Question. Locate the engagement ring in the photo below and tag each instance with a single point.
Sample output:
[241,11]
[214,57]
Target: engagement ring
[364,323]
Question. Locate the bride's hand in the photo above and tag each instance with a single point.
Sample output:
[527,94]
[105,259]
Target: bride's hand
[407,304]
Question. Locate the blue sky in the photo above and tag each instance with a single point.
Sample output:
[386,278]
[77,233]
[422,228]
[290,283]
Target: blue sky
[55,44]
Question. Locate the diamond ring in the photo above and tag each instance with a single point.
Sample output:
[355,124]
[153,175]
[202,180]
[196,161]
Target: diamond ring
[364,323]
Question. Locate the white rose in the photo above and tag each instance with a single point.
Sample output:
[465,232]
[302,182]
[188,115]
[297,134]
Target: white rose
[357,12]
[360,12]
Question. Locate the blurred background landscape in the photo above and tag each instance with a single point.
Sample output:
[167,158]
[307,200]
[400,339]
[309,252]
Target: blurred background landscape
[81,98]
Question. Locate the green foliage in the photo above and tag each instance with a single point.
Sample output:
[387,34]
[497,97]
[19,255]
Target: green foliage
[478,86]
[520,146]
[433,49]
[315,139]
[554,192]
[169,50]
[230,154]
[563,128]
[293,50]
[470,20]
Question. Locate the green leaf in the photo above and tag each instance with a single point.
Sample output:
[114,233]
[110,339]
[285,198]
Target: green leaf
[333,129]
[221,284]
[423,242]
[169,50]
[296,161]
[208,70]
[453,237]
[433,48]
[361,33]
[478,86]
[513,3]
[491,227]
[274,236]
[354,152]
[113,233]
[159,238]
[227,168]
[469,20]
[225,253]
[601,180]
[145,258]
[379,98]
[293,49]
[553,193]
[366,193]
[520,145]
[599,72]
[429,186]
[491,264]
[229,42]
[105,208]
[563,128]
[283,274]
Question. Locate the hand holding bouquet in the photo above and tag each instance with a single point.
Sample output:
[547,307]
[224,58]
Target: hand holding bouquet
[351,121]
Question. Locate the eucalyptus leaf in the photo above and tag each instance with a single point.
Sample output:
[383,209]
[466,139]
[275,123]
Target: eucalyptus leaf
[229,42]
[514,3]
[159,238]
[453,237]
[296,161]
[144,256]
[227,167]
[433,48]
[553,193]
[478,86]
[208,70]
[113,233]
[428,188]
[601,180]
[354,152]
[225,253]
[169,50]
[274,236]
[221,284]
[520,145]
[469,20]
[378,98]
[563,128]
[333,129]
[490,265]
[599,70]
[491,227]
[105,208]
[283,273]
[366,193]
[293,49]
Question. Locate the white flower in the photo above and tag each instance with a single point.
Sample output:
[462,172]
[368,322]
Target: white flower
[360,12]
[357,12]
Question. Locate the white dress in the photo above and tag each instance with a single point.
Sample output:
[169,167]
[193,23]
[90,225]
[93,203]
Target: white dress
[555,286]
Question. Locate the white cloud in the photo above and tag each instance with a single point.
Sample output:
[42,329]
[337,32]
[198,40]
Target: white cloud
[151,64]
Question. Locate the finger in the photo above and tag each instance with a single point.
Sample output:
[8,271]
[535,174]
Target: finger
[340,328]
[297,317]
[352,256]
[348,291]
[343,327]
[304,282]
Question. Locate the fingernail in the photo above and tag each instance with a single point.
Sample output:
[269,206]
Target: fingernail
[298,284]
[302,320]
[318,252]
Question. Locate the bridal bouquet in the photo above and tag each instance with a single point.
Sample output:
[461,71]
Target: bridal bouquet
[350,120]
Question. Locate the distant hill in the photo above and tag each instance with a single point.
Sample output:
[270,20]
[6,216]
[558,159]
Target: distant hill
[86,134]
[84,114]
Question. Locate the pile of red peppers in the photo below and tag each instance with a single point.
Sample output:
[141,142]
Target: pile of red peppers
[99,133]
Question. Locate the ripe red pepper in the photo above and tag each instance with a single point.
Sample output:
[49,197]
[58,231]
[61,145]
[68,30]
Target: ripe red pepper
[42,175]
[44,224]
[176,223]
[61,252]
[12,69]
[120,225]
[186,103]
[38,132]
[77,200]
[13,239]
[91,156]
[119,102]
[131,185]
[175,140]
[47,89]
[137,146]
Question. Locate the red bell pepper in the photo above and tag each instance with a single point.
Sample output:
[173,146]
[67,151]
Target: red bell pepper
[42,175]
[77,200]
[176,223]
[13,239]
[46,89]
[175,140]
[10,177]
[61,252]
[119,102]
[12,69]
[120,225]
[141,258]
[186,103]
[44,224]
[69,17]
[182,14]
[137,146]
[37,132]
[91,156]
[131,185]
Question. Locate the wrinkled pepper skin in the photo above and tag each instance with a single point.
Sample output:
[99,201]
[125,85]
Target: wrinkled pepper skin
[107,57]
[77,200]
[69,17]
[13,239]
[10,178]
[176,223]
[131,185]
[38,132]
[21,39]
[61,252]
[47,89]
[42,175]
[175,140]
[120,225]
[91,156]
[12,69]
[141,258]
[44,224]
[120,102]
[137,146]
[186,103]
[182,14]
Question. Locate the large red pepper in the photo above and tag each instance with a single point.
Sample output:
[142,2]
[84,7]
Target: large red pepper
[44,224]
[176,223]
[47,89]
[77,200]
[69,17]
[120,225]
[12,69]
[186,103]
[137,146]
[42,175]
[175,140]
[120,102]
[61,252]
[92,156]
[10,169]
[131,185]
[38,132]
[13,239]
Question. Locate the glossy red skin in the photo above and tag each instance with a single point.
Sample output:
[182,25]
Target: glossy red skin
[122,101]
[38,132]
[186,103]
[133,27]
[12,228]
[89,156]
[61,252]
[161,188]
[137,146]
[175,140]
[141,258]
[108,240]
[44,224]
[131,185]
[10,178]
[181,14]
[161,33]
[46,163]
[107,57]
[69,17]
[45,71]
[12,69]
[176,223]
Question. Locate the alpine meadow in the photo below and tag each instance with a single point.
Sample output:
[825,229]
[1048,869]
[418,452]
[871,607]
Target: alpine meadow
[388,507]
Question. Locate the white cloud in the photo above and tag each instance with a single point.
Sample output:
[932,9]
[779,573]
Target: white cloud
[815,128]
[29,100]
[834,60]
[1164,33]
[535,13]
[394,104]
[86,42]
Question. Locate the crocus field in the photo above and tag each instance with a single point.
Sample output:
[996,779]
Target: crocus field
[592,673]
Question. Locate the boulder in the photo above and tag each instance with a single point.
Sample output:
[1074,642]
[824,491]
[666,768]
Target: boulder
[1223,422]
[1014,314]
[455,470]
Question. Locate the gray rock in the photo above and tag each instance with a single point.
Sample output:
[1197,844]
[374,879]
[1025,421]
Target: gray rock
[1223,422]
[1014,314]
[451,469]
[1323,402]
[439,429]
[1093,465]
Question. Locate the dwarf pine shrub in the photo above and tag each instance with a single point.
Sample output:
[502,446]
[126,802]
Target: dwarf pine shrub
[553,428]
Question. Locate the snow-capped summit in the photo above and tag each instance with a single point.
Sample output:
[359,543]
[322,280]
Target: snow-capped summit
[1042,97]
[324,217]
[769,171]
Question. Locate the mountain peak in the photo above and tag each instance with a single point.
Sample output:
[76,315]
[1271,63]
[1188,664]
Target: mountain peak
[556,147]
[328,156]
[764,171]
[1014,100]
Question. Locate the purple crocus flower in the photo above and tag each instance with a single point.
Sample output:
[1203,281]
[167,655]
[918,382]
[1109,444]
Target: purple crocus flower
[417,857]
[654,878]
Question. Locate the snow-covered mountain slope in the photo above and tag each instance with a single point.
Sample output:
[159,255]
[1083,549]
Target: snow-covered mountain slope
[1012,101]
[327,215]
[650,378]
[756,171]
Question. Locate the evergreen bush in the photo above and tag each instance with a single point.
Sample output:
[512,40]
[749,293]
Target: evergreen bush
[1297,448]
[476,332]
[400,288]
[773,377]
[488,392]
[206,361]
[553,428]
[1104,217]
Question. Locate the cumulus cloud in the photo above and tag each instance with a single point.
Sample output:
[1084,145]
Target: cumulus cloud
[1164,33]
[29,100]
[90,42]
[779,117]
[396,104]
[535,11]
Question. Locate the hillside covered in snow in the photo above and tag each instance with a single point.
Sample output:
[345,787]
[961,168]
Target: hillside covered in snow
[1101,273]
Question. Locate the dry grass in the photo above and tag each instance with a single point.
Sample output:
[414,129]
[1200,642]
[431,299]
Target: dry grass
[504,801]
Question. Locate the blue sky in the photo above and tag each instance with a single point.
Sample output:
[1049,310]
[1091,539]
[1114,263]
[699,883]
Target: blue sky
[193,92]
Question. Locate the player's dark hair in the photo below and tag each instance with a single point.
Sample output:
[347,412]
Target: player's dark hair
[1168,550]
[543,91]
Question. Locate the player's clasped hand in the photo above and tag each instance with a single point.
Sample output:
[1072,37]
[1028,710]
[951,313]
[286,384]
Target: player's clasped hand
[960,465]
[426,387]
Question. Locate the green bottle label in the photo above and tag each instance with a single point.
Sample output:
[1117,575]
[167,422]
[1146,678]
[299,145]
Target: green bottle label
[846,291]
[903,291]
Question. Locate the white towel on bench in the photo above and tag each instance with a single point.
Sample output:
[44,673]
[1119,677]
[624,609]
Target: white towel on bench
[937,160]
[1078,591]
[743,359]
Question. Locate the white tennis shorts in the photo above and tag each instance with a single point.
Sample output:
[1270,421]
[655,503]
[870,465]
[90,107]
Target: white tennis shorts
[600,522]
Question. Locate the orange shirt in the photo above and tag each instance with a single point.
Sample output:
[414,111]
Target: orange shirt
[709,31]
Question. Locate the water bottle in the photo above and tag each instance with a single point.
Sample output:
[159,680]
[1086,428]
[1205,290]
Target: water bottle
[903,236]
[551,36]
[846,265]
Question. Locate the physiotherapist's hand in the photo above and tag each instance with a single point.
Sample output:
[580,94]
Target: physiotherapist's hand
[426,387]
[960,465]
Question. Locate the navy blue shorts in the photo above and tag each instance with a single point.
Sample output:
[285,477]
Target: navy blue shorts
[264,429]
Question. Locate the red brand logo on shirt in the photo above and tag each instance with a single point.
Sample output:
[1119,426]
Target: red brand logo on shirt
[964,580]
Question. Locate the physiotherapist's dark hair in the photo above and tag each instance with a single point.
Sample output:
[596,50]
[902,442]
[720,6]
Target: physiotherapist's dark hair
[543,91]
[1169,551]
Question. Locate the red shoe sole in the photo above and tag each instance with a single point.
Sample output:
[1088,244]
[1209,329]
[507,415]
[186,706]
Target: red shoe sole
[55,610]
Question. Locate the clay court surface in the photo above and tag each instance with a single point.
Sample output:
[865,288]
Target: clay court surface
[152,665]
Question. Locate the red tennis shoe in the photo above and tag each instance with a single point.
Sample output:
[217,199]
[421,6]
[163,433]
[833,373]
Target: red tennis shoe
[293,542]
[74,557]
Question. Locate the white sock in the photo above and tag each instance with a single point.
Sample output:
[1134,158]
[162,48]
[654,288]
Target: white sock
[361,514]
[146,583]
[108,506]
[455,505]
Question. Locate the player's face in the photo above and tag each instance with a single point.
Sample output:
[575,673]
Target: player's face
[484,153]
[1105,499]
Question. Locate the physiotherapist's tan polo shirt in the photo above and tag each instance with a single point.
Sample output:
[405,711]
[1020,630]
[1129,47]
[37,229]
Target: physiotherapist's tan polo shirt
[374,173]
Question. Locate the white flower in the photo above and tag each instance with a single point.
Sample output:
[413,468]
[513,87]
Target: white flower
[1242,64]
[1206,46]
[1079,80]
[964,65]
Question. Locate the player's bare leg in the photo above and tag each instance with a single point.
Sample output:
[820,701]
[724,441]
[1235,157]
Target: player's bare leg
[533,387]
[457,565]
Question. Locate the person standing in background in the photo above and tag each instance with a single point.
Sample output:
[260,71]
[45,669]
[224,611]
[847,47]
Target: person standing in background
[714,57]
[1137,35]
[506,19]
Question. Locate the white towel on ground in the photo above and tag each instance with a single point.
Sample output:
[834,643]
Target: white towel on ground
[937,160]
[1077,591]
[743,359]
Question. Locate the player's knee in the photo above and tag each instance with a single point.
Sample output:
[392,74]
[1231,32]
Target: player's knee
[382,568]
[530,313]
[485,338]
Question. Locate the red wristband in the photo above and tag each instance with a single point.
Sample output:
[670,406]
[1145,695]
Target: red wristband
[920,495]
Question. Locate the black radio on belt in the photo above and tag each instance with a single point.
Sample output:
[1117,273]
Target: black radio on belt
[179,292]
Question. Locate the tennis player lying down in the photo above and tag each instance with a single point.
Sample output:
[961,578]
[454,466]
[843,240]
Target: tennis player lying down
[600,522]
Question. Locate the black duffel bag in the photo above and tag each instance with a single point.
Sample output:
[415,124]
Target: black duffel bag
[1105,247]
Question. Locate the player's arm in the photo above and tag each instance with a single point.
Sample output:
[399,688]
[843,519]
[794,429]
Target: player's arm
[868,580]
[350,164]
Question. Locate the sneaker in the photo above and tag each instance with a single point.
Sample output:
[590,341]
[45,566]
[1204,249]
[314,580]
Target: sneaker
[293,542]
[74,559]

····················

§ **YOUR INSTRUCTIONS**
Transcribe exactly, and only, the lines from the one bearing "Question. Locate the tennis" through the last line of the entries, counting both.

§ **RESPONSE TO THIS EXERCISE**
Question. Locate the tennis player lying down in the photo above and tag each instance with a single point.
Sample output:
[961,578]
[454,466]
[843,240]
Target: tennis player lying down
[600,522]
Question. Locate the black duffel bag in the photo above and tag each instance with a single point.
Sample output:
[415,124]
Target: black duffel bag
[1105,247]
Question. Locate the player's arm in the photo above and tag each instance with a single point.
Sample output:
[399,688]
[843,519]
[794,429]
Target: player's arm
[868,580]
[350,164]
Question. Locate the sneaker in the photo above and tag each instance with a single point.
Sample output:
[590,341]
[45,566]
[1204,249]
[314,580]
Target: sneaker
[293,542]
[74,559]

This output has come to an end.